== Record extracts ==
━━━━
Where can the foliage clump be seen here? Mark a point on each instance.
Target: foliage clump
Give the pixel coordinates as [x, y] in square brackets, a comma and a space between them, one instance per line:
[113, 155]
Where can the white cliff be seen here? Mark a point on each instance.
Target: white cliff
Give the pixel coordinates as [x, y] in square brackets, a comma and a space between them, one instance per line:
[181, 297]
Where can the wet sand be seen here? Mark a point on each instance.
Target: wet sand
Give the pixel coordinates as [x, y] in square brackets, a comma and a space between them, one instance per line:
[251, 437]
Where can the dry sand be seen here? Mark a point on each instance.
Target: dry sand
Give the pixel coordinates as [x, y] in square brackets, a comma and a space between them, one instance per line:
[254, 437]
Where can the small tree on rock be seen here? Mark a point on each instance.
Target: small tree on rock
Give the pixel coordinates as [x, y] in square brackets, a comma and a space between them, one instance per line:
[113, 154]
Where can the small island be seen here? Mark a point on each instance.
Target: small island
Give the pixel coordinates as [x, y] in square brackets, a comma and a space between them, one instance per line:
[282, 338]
━━━━
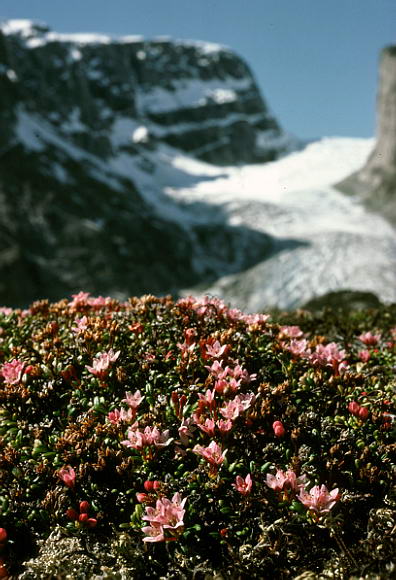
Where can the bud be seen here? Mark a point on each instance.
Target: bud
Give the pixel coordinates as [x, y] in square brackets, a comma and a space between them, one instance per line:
━━━━
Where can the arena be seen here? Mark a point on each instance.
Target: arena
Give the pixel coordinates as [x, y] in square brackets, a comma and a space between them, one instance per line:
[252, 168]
━━━━
== The problem ==
Find every line in the records that contains the string "here", and copy each of those lines in full. Treat uppercase and lowercase letters as different.

== Output for this task ==
Where can the foliage clump be seen here? Mark a point on each instance.
Where can the white cliff be seen here? Mark a point on each instance.
Where can the wet sand be seen here? Mark a point on each instance.
Where can the dry sand be seen here? Mark a point on each instance.
Where can the small tree on rock be seen here? Mark a point on each instance.
Where can the small island be seen here? Mark a point on each instance.
Where can the bud be seen here? Mark a point on each instance.
Where can the arena be seen here? Mark a point on each instance.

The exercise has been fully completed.